- **Page text**:

## START

“They Went to Sea in a Sieve, They Did” - Thevet
http://www.sportsnet.ca/more/big-read-donald-crowhursts-heartbreaking-round-world-hoax/
======
nemo1618
A fascinating tidbit from Wikipedia:

>The 1986 Soviet film Race of the Century ("Гонка века") gave a dramatic
presentation of the events of the Golden Globe Race and the fate of Donald
Crowhurst. The movie focused on the idea of competition in a capitalist
society as a soul-consuming "rat race", where all community members including
children are under constant pressure, and failure and poverty are not
tolerated. It portrayed Crowhurst as a deeply honest man being forced into a
dangerous unwinnable enterprise by his disastrous financial situation and the
greed of his entrepreneur Best. The screenplay took some liberties with the
facts, such as downplaying Crowhurst's role in his own destruction, and
reporting Tetley as having been killed in a wreckage instead of committing
suicide many years later (probably to increase the tension). Crowhurst's
suicide is ascribed chiefly to the inability of a moral person to survive in
an immoral society.

## END

- **The exercise**: Carry on the forum thread about Donald Crowhurst's round-the-world hoax from the point where it stops. The entries that follow have nothing to do with the thread above.

[Items from a dataset]
## START

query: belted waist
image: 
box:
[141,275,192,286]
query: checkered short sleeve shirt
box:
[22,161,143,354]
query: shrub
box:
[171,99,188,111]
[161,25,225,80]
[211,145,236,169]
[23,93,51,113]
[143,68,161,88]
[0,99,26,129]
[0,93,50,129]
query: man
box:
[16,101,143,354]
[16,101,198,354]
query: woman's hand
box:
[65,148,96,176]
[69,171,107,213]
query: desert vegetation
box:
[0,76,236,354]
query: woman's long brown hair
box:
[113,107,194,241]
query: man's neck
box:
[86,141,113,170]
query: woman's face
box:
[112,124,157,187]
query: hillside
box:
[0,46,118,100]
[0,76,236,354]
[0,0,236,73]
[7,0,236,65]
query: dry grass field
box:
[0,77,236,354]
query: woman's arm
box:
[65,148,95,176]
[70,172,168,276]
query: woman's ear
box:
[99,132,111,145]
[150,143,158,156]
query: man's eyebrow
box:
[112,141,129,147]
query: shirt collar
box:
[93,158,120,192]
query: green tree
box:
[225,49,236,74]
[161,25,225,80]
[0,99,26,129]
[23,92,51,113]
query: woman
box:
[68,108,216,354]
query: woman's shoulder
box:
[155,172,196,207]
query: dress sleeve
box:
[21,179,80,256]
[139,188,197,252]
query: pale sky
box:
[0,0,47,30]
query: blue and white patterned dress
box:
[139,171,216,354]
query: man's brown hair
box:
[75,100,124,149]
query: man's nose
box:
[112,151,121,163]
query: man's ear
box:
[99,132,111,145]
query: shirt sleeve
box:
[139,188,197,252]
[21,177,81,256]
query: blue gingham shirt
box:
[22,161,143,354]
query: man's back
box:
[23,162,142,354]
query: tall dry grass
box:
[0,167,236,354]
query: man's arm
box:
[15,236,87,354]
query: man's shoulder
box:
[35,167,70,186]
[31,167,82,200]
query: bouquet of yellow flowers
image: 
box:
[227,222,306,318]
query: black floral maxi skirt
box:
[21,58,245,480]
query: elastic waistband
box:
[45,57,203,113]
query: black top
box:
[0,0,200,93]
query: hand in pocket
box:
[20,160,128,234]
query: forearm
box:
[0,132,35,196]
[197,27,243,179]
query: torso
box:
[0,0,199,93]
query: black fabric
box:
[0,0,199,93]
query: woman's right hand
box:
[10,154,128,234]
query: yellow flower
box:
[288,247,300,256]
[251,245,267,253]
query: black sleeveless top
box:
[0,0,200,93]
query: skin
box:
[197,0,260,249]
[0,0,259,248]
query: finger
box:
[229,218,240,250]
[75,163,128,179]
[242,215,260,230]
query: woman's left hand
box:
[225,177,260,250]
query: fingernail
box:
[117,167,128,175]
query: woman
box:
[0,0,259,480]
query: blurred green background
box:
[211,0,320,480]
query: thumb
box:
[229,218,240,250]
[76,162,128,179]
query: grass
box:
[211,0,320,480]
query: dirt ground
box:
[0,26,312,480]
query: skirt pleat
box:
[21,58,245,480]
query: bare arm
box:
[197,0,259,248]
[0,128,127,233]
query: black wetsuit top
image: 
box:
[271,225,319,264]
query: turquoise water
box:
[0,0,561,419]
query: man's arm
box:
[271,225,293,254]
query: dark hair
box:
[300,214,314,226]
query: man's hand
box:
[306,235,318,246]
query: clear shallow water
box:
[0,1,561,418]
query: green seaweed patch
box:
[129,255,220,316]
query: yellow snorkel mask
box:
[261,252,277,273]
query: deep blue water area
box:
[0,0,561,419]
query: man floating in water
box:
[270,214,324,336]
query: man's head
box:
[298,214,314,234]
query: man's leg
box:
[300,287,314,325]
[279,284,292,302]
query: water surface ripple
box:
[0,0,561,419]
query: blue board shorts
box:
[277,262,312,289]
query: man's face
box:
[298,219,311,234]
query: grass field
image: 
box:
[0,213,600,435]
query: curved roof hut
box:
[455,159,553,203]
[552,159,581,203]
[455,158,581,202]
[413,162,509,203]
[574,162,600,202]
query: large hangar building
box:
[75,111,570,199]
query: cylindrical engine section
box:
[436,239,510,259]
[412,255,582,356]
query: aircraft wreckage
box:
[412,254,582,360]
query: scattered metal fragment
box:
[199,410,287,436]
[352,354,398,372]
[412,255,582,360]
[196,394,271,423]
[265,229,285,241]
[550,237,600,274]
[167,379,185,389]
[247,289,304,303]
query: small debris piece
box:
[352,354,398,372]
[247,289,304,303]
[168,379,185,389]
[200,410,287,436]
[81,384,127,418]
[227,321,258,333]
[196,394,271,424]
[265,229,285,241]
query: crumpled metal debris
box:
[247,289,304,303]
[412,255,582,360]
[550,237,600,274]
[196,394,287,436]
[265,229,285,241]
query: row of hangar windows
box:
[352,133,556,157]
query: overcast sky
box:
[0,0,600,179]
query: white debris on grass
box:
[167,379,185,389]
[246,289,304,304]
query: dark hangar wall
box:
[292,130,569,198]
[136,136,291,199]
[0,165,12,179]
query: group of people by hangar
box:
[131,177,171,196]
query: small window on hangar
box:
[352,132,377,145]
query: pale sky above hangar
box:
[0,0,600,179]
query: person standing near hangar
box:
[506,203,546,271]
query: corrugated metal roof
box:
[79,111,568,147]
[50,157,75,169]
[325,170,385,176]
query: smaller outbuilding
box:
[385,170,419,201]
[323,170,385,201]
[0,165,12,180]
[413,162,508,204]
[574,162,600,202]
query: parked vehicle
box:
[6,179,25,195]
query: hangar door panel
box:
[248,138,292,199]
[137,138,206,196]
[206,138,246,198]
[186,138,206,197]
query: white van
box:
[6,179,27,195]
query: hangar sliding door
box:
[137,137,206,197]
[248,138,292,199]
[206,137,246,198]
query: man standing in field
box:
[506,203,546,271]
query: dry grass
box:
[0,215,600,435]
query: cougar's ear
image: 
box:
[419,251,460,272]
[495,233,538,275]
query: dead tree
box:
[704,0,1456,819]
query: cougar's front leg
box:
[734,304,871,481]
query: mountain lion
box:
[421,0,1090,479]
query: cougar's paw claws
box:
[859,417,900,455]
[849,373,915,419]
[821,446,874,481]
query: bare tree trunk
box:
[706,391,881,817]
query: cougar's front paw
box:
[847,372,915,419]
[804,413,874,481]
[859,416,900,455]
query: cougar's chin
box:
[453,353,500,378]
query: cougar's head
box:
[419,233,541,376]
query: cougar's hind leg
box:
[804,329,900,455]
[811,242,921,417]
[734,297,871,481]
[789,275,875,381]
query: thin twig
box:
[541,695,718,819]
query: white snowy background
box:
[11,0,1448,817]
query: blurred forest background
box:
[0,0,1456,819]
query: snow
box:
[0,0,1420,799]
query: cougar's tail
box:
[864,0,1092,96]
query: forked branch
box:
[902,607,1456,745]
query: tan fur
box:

## END

- **Response**:
------
gregschlom
By the way if anyone in this community is into solo round the world sailing,
the Vendee Globe is currently under way.

It's a fantastic race that happens every four years: all participants have the
same type of boat, although newer generation boats are much faster than those
a couple of years old, and they have to sail around the world solo and without
any external help - so that if something breaks they cant stop somewhere to
get a replacement part. Each sailor has a camera and is required to send
videos of their journey, which are fantastic to watch if you enjoy this kind
of things:

[http://www.vendeeglobe.org/en/](http://www.vendeeglobe.org/en/)

Videos: [http://www.vendeeglobe.org/en/web-
tv/playlist/104](http://www.vendeeglobe.org/en/web-tv/playlist/104)

Real time gps tracking:
[http://tracking2016.vendeeglobe.org/hp5ip0/](http://tracking2016.vendeeglobe.org/hp5ip0/)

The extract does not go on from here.